[Start Exercise material]

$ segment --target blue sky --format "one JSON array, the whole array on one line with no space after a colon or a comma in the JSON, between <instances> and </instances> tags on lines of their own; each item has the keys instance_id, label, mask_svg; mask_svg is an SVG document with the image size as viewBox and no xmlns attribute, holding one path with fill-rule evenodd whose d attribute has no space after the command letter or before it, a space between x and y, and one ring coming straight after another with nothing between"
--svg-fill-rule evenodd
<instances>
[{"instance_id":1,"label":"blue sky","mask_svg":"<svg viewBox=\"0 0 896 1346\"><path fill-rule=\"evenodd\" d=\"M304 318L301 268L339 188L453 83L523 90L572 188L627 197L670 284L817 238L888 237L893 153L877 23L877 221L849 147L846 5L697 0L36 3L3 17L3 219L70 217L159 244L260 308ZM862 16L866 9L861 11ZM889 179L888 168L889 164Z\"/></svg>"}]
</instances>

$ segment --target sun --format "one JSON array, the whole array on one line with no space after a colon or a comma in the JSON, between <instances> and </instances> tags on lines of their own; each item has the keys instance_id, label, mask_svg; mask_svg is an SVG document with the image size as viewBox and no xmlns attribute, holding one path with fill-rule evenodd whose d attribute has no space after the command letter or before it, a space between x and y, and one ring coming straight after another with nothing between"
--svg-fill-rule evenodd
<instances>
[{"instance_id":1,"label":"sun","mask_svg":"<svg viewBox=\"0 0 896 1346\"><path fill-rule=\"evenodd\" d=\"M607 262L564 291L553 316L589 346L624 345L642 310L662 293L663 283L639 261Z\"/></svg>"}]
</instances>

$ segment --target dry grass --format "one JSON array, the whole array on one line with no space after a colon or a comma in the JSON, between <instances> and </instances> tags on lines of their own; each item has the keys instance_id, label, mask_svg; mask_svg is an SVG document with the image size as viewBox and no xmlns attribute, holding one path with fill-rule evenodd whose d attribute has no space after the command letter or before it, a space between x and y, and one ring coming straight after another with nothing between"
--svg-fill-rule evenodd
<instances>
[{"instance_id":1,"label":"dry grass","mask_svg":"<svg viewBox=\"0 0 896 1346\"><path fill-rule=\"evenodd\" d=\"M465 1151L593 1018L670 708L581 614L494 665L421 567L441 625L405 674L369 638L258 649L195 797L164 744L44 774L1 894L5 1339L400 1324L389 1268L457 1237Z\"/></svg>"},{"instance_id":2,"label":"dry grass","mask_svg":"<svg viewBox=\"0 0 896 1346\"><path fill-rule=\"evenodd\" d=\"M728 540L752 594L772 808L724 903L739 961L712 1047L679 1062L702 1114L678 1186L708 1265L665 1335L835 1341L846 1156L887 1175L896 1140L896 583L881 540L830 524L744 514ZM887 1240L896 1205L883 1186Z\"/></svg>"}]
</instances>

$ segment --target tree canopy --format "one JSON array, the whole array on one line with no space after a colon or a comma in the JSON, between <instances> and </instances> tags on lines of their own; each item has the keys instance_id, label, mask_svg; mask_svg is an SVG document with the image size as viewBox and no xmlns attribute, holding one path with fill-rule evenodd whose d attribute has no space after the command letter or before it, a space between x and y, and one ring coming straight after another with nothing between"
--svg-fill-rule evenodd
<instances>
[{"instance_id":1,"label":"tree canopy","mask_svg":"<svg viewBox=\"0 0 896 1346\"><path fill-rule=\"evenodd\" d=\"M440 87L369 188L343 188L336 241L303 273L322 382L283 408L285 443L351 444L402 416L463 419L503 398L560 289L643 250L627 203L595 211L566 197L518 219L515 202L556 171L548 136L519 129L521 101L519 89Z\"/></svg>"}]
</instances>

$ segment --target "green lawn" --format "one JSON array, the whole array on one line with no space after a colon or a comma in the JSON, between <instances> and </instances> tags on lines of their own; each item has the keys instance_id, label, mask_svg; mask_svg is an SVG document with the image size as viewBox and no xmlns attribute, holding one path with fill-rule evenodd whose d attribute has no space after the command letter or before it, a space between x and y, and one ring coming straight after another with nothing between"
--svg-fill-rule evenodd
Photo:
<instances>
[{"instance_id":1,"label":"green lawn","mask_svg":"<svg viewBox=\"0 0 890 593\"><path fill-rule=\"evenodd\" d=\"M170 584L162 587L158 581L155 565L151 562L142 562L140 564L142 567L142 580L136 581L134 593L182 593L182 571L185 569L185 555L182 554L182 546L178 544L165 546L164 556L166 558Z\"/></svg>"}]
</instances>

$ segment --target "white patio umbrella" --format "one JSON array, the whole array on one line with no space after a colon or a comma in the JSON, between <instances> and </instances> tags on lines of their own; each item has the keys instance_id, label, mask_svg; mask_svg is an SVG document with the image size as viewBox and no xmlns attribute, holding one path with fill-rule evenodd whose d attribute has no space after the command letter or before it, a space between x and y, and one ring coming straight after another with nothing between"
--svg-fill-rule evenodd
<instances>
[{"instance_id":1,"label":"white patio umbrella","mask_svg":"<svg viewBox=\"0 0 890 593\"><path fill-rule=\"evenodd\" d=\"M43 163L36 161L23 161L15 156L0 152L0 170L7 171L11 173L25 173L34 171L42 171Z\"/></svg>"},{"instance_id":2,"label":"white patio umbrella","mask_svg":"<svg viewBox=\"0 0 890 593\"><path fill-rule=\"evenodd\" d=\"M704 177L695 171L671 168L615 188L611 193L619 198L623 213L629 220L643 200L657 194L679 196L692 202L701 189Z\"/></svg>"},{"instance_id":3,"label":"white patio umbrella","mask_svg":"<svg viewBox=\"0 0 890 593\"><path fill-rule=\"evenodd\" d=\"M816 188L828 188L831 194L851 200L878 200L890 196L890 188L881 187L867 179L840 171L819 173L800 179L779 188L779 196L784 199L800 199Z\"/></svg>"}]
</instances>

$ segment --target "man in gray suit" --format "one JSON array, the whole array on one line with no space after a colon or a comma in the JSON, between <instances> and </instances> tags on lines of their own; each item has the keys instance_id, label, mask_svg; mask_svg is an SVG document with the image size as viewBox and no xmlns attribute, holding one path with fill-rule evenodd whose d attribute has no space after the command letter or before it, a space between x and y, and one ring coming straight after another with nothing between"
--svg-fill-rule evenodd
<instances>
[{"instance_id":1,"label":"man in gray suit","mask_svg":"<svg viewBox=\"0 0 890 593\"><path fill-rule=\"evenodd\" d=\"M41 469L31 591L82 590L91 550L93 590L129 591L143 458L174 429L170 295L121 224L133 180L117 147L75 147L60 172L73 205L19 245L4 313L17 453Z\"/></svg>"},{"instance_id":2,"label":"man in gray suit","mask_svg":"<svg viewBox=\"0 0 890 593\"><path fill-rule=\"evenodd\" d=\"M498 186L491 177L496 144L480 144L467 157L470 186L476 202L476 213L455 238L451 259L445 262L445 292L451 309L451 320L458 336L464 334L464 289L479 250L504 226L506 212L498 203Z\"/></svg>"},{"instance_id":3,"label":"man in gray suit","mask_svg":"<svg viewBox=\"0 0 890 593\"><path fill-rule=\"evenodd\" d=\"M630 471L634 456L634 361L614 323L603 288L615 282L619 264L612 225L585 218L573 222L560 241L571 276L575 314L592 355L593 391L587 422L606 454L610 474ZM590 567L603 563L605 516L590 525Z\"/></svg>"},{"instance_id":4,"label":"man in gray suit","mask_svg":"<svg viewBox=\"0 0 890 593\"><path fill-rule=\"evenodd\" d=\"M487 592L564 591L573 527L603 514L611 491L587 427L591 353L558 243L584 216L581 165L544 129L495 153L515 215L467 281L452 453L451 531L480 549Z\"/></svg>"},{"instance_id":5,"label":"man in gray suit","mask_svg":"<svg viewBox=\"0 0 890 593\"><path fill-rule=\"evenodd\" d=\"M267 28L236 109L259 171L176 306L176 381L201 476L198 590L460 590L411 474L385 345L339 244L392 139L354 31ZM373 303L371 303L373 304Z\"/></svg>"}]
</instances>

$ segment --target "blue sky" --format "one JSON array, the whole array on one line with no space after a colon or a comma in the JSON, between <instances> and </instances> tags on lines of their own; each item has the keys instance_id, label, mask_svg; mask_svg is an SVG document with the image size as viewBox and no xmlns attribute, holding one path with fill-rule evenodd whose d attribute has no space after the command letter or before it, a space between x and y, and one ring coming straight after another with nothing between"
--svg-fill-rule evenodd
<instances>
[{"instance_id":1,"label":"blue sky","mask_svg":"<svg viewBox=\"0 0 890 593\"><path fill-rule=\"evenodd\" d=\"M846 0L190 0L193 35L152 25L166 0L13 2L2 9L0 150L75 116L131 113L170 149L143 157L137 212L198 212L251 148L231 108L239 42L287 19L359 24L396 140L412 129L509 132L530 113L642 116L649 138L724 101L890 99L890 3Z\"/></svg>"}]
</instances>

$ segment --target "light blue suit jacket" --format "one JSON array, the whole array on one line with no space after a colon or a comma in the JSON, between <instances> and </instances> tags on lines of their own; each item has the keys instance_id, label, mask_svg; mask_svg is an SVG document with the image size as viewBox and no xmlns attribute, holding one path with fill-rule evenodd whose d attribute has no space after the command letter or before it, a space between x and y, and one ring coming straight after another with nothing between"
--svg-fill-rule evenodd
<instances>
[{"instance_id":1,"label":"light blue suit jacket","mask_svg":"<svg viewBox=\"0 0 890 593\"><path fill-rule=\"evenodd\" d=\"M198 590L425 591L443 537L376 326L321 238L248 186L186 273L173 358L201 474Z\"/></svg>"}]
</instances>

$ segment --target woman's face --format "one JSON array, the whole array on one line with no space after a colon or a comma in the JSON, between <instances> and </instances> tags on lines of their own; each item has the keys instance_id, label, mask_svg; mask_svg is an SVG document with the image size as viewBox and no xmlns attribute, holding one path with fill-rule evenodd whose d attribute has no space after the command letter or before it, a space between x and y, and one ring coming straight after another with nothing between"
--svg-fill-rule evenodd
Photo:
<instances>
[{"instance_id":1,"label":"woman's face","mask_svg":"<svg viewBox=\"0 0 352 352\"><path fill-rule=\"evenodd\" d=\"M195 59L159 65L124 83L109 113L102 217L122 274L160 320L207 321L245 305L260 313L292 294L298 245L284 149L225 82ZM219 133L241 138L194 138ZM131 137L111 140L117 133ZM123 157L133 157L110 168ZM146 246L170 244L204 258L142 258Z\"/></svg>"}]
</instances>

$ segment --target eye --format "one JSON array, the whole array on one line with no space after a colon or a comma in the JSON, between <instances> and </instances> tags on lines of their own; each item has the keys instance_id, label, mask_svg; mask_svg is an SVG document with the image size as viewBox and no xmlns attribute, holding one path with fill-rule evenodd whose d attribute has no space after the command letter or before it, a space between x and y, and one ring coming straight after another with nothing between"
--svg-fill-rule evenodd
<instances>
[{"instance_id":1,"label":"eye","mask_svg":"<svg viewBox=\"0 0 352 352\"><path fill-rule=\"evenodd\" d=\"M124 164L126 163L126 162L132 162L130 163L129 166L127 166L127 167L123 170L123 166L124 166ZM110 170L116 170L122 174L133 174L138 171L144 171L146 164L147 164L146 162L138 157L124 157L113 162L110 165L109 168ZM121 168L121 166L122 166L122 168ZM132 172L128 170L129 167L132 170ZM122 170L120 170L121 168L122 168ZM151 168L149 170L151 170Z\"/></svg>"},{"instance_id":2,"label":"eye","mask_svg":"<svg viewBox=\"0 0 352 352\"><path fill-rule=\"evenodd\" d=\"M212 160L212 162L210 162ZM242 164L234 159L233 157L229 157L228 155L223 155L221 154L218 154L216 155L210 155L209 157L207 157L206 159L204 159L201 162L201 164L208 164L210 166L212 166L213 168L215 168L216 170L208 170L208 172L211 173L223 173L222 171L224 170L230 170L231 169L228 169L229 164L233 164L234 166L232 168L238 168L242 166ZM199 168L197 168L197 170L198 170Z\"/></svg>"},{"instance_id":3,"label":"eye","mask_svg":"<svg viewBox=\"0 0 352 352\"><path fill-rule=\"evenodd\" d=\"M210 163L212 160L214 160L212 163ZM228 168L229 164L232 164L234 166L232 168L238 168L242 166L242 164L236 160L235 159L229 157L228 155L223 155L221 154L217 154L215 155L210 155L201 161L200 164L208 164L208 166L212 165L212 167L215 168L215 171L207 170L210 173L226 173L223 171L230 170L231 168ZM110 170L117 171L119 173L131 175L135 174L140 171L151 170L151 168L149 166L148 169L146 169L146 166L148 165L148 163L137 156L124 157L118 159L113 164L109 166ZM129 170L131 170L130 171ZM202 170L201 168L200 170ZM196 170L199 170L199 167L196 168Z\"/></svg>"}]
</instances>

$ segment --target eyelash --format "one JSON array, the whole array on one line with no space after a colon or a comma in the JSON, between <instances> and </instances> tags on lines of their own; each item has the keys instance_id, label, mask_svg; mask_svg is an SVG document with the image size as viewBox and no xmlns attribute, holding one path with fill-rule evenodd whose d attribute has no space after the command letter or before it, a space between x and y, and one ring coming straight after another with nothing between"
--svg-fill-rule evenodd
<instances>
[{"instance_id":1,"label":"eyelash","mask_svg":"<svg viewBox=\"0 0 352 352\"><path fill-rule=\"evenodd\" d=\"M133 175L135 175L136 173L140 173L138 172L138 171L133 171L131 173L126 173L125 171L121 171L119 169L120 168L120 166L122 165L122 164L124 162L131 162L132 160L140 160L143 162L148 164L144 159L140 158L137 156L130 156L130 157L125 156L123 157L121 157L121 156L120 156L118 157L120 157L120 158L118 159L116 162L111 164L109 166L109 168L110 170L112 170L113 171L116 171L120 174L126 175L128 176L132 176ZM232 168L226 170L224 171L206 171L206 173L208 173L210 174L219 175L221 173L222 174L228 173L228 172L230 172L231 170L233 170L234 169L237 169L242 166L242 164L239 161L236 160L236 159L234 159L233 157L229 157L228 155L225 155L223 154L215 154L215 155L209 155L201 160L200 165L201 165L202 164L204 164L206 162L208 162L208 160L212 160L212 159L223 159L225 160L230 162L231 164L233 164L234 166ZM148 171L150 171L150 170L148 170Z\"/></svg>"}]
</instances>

[End Exercise material]

◆ **What you need to do**:
Select every line of the listing above that contains the word "jacket", treating uppercase and lowercase as different.

◆ **Answer to the task**:
$ segment --target "light blue suit jacket" --format "one JSON array, the whole array on one line with no space after a colon or a comma in the JSON, between <instances> and </instances> tags on lines of their own; each item has the keys instance_id, label, mask_svg; mask_svg is an SVG document with the image size as viewBox and no xmlns attribute, holding one path with fill-rule evenodd whose d attribute has no space after the command letter or before it, a space between x and y, and one ring coming straight after another with nothing between"
[{"instance_id":1,"label":"light blue suit jacket","mask_svg":"<svg viewBox=\"0 0 890 593\"><path fill-rule=\"evenodd\" d=\"M198 590L425 591L443 537L376 326L321 238L248 186L186 273L173 358L201 474Z\"/></svg>"}]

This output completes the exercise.